### [INSTRUCTION]
Format every line in the rows below as a numbered list, omitting blank lines.
***
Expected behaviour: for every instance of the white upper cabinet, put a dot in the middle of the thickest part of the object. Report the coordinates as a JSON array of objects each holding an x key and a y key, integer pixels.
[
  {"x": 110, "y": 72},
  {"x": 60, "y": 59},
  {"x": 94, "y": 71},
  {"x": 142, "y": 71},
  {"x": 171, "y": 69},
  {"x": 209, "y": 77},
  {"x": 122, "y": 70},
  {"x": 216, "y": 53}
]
***
### [SOLUTION FOR THIS EXERCISE]
1. Expected behaviour: for every instance of the white upper cabinet, put a dot in the middle of the thickest part of the object. Report the coordinates as a JSON array of objects each holding an x key and a y key, integer pixels.
2. [
3.   {"x": 110, "y": 72},
4.   {"x": 60, "y": 59},
5.   {"x": 94, "y": 71},
6.   {"x": 142, "y": 71},
7.   {"x": 171, "y": 69},
8.   {"x": 209, "y": 77},
9.   {"x": 122, "y": 70},
10.   {"x": 216, "y": 53}
11. ]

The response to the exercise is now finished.